Entries provided —
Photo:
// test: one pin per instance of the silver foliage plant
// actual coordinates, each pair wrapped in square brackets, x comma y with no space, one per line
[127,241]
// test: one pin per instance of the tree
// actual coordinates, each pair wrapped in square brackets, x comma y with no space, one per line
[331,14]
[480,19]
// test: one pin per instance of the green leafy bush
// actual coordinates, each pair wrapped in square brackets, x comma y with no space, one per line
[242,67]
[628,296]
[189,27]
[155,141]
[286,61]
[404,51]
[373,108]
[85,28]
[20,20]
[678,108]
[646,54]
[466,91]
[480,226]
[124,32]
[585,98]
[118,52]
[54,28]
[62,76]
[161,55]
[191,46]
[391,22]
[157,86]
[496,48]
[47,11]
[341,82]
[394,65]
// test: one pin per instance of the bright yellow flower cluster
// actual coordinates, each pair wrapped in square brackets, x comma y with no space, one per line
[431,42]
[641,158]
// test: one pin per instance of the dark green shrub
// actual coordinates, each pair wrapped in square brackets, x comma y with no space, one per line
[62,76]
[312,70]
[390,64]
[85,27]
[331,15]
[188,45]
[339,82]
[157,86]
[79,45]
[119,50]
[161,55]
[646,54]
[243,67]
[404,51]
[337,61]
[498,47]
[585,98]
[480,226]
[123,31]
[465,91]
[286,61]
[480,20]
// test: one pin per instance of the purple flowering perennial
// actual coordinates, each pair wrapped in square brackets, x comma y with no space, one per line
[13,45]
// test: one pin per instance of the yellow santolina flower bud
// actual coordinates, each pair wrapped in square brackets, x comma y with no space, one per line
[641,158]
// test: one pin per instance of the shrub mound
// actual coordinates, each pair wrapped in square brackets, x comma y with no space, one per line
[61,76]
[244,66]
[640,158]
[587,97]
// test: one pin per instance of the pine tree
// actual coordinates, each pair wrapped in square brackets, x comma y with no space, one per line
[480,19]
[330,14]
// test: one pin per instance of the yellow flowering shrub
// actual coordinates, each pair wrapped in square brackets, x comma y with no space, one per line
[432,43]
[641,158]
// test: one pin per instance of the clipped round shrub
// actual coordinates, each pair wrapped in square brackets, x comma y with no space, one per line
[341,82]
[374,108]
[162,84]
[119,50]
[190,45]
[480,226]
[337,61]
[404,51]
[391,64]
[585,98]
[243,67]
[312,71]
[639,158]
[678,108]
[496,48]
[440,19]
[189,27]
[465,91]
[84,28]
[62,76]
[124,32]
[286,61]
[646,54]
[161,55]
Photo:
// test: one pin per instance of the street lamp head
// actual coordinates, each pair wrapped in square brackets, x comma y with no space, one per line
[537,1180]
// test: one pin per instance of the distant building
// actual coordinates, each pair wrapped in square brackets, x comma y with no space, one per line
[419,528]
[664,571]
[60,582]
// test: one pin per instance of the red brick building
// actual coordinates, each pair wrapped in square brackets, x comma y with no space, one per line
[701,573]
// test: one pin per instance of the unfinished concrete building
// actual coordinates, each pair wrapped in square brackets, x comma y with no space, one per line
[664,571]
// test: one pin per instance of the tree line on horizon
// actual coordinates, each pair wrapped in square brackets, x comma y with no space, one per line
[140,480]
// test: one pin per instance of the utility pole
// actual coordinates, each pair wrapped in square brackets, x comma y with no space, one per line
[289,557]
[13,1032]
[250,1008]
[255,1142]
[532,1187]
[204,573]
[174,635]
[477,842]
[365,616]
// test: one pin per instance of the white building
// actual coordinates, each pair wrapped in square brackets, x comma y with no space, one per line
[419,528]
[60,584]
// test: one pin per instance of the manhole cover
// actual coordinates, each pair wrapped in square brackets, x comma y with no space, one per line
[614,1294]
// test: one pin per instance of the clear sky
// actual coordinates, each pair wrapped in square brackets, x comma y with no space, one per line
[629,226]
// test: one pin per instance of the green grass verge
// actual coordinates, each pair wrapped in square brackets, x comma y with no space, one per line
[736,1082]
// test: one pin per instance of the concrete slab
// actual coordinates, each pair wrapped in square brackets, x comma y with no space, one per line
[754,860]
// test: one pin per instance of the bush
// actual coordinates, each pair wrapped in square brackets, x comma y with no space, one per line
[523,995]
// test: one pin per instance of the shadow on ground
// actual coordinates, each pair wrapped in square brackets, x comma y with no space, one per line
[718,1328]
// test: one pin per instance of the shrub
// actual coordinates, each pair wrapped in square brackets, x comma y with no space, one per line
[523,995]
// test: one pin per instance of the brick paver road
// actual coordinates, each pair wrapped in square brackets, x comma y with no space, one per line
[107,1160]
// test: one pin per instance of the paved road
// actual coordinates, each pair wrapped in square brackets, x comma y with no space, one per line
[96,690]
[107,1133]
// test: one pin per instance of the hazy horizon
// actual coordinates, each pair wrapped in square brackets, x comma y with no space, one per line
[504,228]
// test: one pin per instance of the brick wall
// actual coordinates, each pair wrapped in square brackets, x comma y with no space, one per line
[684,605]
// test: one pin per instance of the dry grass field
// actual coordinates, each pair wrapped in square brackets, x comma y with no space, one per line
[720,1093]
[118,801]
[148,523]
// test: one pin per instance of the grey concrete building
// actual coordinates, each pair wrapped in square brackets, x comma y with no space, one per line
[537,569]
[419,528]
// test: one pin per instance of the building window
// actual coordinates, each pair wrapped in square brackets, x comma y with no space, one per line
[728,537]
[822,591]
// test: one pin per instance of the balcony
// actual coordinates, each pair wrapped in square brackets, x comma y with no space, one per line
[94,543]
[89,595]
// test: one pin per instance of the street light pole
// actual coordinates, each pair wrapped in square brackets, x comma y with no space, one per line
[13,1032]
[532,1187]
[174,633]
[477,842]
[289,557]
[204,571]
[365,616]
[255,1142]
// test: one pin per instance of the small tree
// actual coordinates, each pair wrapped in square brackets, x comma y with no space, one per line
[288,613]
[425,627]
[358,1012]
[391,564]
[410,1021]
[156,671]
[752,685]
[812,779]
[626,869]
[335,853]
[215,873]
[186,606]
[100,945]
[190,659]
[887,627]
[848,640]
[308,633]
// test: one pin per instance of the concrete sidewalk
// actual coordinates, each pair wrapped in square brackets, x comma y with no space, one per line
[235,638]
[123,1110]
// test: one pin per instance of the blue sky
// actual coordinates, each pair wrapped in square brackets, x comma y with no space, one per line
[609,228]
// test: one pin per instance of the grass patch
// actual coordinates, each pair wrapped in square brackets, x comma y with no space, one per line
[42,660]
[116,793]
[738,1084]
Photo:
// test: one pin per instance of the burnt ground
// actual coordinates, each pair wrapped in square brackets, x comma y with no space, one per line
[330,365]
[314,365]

Directions for this task —
Reproduce only the lines running from the one with "the blue sky" through the final line of the listing above, both ends included.

Correct response —
// test: one pin per instance of the blue sky
// actual coordinates, each pair wrapped in square brackets, x comma y with no space, one per line
[609,228]
// test: one pin per instance of the grass patch
// actual coordinates, each pair wrapped in square brackets, x comma y with no space, one per line
[42,660]
[116,793]
[738,1084]
Photo:
// test: one pin per instance of the burnt ground
// actual coordinates, each pair wrapped in square brackets, x comma y with no space, one per line
[330,365]
[314,365]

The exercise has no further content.